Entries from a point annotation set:
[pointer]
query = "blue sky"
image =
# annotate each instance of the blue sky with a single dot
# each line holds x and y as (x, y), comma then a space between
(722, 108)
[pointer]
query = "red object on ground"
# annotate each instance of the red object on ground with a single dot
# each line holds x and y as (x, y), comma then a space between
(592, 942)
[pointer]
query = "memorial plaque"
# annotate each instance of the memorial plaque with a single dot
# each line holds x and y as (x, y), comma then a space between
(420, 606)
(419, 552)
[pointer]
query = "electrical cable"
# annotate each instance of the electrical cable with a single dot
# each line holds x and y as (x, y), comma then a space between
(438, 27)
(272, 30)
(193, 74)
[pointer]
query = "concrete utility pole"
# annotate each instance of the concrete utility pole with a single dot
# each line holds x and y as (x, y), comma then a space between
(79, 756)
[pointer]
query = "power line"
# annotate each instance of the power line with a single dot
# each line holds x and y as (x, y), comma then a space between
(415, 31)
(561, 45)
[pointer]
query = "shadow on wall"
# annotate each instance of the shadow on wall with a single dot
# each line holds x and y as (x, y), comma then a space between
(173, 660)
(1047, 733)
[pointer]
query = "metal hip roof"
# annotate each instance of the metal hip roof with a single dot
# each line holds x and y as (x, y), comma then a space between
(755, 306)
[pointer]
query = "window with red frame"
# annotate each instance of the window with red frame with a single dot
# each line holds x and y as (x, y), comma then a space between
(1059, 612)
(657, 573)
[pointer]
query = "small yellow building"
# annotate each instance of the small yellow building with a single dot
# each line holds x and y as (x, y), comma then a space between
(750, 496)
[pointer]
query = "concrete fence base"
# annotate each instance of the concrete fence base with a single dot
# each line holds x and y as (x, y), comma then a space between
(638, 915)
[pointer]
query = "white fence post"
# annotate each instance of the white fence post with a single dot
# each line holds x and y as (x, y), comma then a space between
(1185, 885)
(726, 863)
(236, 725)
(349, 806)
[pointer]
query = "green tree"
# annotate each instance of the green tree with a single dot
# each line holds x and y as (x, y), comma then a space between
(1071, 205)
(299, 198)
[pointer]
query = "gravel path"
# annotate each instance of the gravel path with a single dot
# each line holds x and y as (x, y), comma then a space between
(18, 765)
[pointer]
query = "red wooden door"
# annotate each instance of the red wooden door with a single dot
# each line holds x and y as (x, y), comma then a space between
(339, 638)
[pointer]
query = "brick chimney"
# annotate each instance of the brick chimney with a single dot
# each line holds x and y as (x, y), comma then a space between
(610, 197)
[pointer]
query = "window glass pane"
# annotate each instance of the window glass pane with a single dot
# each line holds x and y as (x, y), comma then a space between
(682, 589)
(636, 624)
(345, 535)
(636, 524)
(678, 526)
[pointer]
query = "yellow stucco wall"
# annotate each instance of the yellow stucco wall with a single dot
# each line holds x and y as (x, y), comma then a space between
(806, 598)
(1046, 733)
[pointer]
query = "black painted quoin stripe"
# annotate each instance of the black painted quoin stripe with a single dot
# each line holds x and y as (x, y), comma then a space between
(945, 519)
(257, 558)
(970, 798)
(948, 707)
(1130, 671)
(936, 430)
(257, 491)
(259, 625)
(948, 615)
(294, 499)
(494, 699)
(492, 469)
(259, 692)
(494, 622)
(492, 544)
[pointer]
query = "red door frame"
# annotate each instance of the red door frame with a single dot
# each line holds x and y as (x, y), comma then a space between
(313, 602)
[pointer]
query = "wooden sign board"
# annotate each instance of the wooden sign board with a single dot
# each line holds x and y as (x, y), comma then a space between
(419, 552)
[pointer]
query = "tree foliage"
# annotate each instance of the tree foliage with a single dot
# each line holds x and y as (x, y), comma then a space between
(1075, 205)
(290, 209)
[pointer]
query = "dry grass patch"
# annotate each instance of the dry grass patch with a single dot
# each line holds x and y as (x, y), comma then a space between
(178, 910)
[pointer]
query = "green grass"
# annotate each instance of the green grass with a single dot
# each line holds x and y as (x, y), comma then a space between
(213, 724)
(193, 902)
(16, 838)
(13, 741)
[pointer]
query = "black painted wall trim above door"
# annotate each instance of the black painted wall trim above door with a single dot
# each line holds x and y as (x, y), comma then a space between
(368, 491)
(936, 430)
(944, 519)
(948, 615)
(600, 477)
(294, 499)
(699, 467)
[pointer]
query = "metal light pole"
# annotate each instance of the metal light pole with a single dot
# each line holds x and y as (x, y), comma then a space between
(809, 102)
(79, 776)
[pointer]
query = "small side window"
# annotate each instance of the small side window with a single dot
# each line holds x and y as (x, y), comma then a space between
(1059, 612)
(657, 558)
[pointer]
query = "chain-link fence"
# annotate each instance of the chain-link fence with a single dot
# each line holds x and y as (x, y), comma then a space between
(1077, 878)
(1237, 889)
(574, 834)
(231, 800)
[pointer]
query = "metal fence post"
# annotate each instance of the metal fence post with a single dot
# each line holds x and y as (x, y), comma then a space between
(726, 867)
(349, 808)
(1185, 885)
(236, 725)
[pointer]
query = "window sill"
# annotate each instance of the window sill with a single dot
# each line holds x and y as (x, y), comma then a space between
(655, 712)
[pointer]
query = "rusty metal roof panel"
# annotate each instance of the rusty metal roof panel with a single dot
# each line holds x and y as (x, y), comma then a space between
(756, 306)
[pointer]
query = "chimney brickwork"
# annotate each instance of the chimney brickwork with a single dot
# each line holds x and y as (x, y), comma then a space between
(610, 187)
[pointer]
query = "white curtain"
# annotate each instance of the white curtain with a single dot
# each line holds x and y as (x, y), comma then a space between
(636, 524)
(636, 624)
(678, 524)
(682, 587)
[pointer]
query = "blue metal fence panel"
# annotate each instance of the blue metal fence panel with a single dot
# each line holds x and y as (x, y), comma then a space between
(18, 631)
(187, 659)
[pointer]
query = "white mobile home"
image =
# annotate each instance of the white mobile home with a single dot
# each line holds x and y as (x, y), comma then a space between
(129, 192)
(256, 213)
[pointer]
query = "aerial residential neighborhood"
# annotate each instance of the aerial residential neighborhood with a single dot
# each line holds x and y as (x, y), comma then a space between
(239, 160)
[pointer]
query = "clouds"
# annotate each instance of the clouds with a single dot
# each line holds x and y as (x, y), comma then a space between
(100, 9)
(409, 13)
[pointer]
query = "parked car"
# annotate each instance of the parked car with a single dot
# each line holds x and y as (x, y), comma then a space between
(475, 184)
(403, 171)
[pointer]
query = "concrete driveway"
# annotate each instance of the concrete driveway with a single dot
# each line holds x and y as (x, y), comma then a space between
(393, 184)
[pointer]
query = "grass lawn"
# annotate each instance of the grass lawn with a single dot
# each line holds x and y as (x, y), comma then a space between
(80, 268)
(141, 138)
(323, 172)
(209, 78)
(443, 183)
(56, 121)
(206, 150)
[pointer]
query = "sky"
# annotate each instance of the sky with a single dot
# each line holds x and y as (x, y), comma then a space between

*WHAT IS BEING ASKED:* Locate every line in the rows that contains the word "ground" and copy each of those lines.

*SOLUTION BELOW:*
query = "red object on ground"
# annotate each instance of the red object on ground with a single dot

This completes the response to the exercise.